### What you need to do
1 – Which four things does the cofounder article say companies like Kodak, Toys'R'Us and Nokia did not lack?
2 – Rewrite the cofounder article from "And this is" up to and including "kill your company.", replacing "startup" with "new venture".

### Provided passage
Why a Phoenix is the Ideal Cofounder?


Photo Credit — Karim Manjra

Have you ever heard about the story of the Choluteca bridge? It perfectly exemplifies the gist of this article. It was built in a region prone to extreme weather conditions with strong winds, hurricanes, and frequent floodings. The Honduras government commissioned the best Japenese architectural minds to make the Choluteca bridge undestroyable! And guess what? They succeeded! In 1998 a category 5 hurricane hit. All bridges in the country were ruined except Choluteca… The problem was that the region got the equivalent of 6 months of rain in a few days. This extreme and unexpected situation made the river change course. So the bridge stood strong but there was no river beneath it anymore! 😐


This is pretty much what happened to companies like Kodak, Toys’R’Us, Nokia… 

How come? What did they lack that much?!

  • …smart people on board? No.
  • …ambition? Not at all.
  • …financing? Neither.
  • …technology? Not at all… Kodak invented the digital camera, Nokia the smartphone…”

What went wrong then? Giving it a second thought, they lacked:

  1. An open-mind to spot trends obvious to everybody else.
  2. The courage to re-question established ways and reinvent themselves.

It wasn’t that much about expertise or competency gap but rather a cultural flaw. How people inside the company behaved as a team.

So…

  • Your best work can’t withstand the test of time…
  • You can’t predict the future…

But…

  • You can choose your cofounder… 😉

And this is what this article is about. How to choose a cofounder that will contribute to building a company that can renew its business model whenever relevant.


Culture eats strategy for breakfast — P. Drucker… and PEOPLE are at the heart of it

Cold water cools down hot water. Hot water warms cold water… The new average temperature is different from both initial states.

Just like interactions in physics are two ways, it’s also true for company culture. Any new joiner is impacted by the company’s culture and in return, it is affected by her/him. The effects of a wrong recruitment can be profoundly detrimental to the business. Back-paddling is often costly in time, money & energy. This is all the more true in the early days of a startup. According to Vinod Khosla, a misstep in the first 5 recruits will, for sure, kill your company.

### Supplied material
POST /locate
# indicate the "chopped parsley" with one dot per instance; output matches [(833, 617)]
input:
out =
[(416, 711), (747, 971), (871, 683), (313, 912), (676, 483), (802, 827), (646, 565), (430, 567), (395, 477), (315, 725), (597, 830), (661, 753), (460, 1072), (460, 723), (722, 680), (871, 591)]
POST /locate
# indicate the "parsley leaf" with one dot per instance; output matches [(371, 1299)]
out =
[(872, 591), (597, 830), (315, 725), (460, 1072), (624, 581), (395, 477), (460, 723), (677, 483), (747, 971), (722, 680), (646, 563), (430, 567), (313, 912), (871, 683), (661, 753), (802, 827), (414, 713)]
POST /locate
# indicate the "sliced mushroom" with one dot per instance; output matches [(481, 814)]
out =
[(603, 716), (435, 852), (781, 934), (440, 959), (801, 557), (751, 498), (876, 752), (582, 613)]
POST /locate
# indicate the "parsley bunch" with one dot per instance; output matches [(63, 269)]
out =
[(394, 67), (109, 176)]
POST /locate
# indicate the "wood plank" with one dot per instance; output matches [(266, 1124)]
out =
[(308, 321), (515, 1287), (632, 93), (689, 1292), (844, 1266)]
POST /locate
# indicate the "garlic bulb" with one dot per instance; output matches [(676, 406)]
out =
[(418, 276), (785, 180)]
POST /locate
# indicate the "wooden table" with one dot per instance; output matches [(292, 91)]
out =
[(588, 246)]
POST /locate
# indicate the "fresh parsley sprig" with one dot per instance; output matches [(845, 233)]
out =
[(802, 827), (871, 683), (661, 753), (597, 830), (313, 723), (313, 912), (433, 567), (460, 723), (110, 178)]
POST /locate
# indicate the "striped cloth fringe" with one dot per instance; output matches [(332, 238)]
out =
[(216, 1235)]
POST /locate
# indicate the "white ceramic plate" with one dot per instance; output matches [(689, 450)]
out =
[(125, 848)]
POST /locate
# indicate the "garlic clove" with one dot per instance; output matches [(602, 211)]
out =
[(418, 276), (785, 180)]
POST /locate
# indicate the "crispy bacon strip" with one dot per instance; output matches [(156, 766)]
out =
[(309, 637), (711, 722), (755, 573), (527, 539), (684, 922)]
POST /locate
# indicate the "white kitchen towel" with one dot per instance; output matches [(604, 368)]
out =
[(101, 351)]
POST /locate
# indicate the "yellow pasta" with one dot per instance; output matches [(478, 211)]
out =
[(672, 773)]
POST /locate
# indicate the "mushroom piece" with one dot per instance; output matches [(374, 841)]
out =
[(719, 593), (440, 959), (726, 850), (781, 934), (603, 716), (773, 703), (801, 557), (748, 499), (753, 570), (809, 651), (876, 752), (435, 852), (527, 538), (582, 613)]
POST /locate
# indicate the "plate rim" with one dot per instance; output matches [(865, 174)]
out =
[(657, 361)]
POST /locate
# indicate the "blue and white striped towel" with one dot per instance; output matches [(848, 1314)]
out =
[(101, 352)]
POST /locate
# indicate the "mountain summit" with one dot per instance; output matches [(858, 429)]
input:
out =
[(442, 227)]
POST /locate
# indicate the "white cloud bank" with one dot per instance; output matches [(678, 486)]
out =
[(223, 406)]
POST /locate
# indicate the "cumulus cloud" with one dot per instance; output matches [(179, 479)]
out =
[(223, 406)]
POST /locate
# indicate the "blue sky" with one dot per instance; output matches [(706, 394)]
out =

* * *

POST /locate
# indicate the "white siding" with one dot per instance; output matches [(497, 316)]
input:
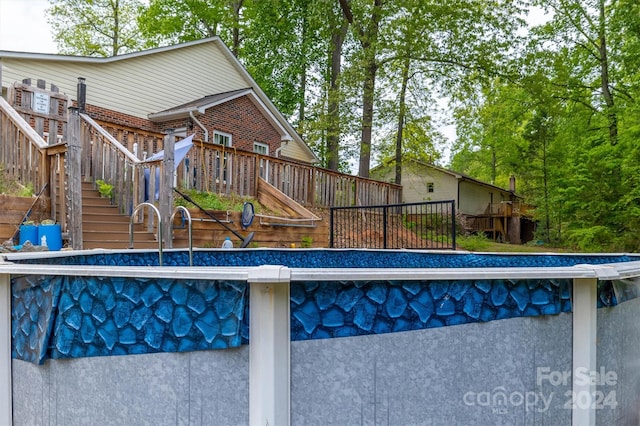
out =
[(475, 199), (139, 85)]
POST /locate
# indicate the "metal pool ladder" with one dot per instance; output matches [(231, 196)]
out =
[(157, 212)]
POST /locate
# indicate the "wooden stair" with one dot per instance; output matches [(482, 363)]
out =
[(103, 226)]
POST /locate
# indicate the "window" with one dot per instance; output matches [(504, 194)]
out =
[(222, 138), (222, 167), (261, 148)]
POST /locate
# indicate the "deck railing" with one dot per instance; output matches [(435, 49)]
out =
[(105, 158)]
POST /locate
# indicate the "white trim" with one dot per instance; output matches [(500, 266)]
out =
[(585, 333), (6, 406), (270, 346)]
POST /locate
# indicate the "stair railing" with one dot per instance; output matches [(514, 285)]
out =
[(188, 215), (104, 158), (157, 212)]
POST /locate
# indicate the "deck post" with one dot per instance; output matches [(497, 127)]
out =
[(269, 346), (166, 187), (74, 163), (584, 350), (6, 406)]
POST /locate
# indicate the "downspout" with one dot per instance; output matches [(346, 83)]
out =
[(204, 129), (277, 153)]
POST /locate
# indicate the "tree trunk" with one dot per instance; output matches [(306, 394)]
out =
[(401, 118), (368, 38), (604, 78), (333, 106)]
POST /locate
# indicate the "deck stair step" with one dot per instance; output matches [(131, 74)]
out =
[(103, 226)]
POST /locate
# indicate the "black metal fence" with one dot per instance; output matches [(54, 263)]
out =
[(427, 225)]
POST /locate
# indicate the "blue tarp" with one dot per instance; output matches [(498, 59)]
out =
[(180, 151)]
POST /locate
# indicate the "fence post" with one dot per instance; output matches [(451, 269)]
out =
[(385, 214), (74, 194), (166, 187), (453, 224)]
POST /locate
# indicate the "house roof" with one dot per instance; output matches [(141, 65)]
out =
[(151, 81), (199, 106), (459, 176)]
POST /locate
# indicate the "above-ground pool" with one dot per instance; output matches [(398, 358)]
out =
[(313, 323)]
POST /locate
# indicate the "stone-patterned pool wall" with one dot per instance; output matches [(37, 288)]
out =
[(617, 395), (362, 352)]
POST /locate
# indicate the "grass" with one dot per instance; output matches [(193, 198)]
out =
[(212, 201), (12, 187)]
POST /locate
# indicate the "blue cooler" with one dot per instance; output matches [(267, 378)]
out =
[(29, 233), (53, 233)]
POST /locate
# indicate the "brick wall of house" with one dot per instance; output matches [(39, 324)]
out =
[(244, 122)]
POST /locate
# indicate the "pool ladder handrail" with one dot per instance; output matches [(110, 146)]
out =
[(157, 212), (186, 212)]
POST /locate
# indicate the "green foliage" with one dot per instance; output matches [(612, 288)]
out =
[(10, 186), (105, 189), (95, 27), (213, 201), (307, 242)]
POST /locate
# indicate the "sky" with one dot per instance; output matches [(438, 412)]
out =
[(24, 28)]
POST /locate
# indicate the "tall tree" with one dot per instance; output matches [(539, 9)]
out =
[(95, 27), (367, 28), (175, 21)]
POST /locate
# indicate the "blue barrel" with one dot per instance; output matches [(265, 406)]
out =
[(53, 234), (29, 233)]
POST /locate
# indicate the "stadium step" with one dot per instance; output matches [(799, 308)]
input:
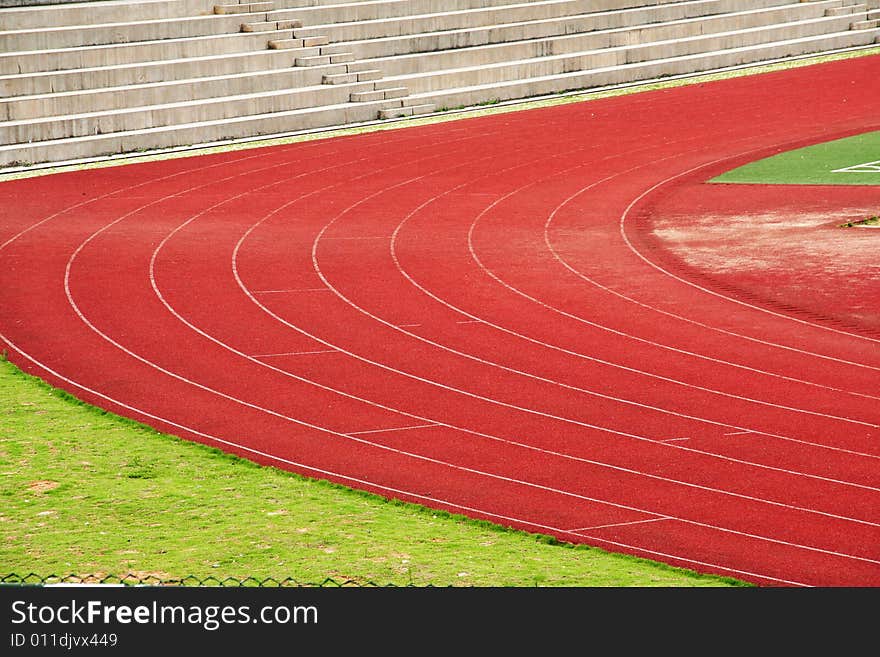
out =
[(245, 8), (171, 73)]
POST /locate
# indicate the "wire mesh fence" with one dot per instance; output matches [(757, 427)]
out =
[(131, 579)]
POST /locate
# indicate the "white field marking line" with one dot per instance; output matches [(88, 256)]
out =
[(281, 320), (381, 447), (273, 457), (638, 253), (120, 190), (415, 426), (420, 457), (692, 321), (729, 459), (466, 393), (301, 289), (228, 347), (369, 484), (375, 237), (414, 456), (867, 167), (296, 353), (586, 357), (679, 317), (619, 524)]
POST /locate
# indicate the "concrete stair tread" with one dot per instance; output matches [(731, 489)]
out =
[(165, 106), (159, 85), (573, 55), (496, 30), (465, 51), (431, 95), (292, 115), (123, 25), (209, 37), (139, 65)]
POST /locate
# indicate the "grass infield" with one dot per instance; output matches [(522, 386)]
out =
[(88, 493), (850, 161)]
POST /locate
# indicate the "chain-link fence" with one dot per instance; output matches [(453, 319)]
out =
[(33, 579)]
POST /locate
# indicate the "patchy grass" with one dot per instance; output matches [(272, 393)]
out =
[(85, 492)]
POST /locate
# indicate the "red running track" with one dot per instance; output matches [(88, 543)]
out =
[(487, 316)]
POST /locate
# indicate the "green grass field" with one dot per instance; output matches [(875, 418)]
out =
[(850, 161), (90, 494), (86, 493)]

### Solutions to the exercise
1 – Smart people on board, ambition, financing, technology

2 –
And this is what this article is about. How to choose a cofounder that will contribute to building a company that can renew its business model whenever relevant.


Culture eats strategy for breakfast — P. Drucker… and PEOPLE are at the heart of it

Cold water cools down hot water. Hot water warms cold water… The new average temperature is different from both initial states.

Just like interactions in physics are two ways, it’s also true for company culture. Any new joiner is impacted by the company’s culture and in return, it is affected by her/him. The effects of a wrong recruitment can be profoundly detrimental to the business. Back-paddling is often costly in time, money & energy. This is all the more true in the early days of a new venture. According to Vinod Khosla, a misstep in the first 5 recruits will, for sure, kill your company.